**EXERCISE DETAILS:**
Please write out every line of the material below as a numbered list, skipping blank lines and leaving out the pictures.

**PROVIDED RECORDS:**
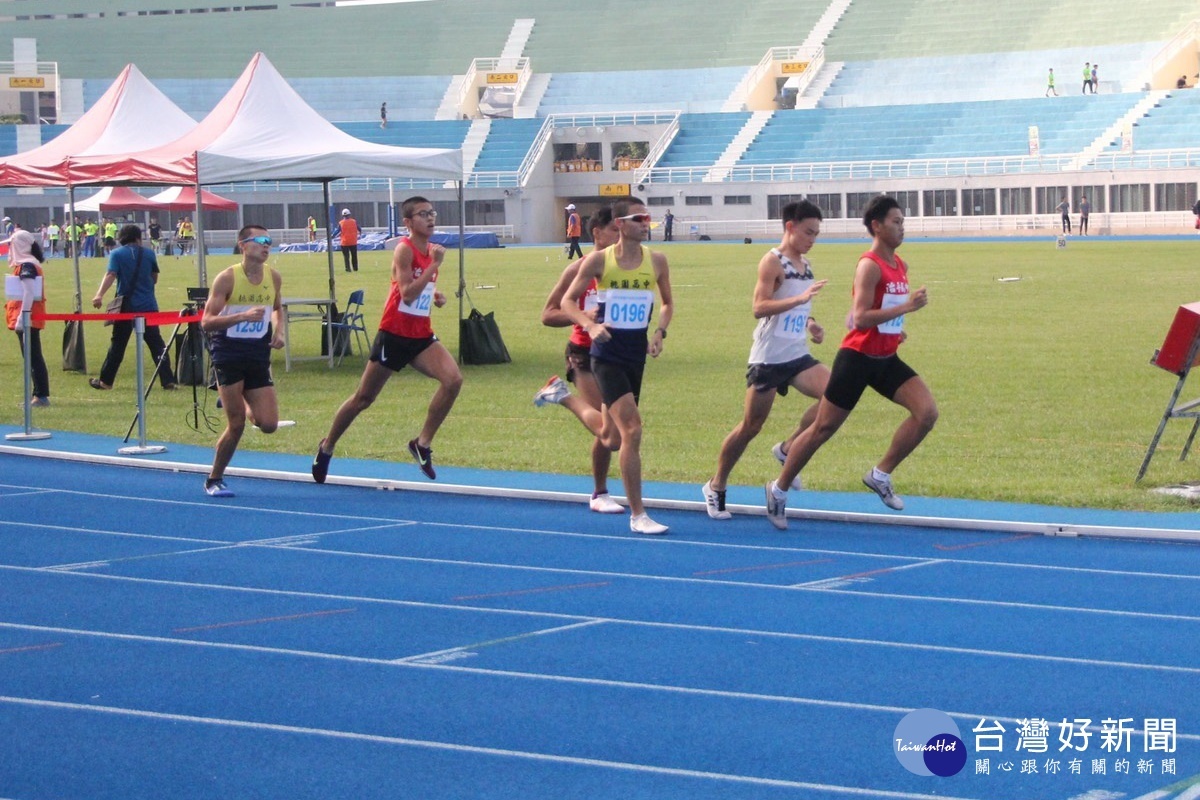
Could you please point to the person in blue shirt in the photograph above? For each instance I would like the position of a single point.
(135, 270)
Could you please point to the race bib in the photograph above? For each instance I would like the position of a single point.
(421, 306)
(793, 324)
(893, 326)
(255, 330)
(628, 308)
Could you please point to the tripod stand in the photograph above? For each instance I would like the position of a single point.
(189, 340)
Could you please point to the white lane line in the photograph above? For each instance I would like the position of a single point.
(441, 656)
(425, 744)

**ANSWER FOR THIS EXERCISE:**
1. Could you please point to the person in blue shirt in the photograph above? For each instance I would like the position of a single point.
2. (135, 270)
3. Could you please point to the race bib in the photograph above? For each instance I would like the position of a single point.
4. (421, 306)
5. (793, 324)
6. (893, 326)
7. (255, 330)
8. (628, 308)
9. Could you please point to the tripod stand in the photograph above? For each instance I would like the position of a single point.
10. (189, 340)
11. Could you please point to the white lane line in the photograph above? For each instance I would like the position of a single point.
12. (441, 656)
13. (425, 744)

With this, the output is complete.